Some people compile lists of things to do before they die; I have a mental one of things to avoid, such as cancer, broken limbs, root canal work - and mowing the lawn.
Cutting grass was not a problem at the bad place: there wasn’t any. I adored the house previous to that, but unfortunately that warm, fuzzy feeling didn’t extend to tending the garden. I would occasionally pull a couple of thistles but the grass and hedge were rampant. The cats liked it: my parents didn’t. Eventually, my dad would become so embarrassed that he and my brother would descend, armed with garden implements to tidy it up. I would smile secretly to myself: mission accomplished.
I also have warm and fuzzy feelings towards my current home; I also have, as a condition of tenancy, to keep the garden presentable. Last week, after nagging him from the day he returned home from university, I cornered my brother and forced him to come and cut the grass.
He appeared with grandad’s hover mower. “He’s going to buy a smaller one at the weekend,” said my brother, “so you can keep this one here.” It is now living in the shed. I try not to look at it when I go in for the horse feed.

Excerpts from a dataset
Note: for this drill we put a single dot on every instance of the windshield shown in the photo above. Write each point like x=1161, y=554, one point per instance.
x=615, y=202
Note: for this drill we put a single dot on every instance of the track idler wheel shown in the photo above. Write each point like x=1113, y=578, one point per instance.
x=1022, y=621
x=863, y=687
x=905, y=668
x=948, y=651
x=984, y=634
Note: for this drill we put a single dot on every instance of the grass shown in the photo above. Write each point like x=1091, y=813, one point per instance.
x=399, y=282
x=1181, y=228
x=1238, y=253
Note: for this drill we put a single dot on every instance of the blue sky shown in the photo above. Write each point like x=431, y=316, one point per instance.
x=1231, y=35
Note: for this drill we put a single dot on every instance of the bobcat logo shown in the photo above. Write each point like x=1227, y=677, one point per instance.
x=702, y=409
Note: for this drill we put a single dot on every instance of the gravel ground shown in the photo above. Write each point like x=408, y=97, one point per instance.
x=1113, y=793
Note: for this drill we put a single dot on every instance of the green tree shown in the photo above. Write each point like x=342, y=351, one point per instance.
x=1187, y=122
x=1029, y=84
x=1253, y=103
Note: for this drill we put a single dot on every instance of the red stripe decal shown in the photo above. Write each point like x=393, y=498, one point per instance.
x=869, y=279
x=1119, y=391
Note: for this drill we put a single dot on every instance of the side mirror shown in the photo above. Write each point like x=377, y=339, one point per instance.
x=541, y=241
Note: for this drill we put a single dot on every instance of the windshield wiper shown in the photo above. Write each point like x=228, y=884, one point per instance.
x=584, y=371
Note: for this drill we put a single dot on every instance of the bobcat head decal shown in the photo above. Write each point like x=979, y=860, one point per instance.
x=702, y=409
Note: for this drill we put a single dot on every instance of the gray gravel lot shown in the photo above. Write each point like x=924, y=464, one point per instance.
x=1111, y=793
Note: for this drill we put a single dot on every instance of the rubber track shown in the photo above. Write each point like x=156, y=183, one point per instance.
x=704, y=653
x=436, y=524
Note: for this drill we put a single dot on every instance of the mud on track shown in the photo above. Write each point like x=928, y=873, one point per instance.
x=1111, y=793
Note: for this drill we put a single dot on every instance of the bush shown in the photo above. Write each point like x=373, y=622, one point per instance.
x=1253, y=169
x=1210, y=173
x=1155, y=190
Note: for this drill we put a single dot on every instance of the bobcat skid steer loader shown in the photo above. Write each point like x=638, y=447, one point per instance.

» Problems and tasks:
1. Rewrite the paragraph of the essay about mowing the lawn that begins "Cutting grass was not a problem" as a short list that keeps its main facts.
2. Quote the essay about mowing the lawn from "Some people compile" to "mowing the lawn.".
3. Write what comes next in the essay about mowing the lawn, picking up after its final sentence.

» Solved problems:
1.
- There was no grass to cut at the bad place.
- I loved the house before that one but did not like tending its garden.
- I sometimes pulled a few thistles, but the grass and hedge grew wild.
- The cats liked it; my parents didn't.
- Eventually my embarrassed dad and my brother came with garden tools and tidied it up.
- I smiled secretly: mission accomplished.

2.
Some people compile lists of things to do before they die; I have a mental one of things to avoid, such as cancer, broken limbs, root canal work - and mowing the lawn.

3.
The first cut, so they tell me, is the hardest of the year. Once the worst of it had been slashed through, my brother made me try. “It’s just like Hoovering,” he said. I didn’t tell him that I also avoid that whenever possible.
I was instructed to mow again at the start of the week. I didn’t, and now multiple treacherous green shoots are pushing up through the dry cuttings that I failed to rake off the lawn.
There is a bowling green close to my house. At the moment, a battalion of groundsmen, armed with machines sounding like demented dentists’ drills, are attacking all signs of growth. When they are finished, the green will look as if it has been trimmed with nail scissors. Compared to that, I simply can’t cut it.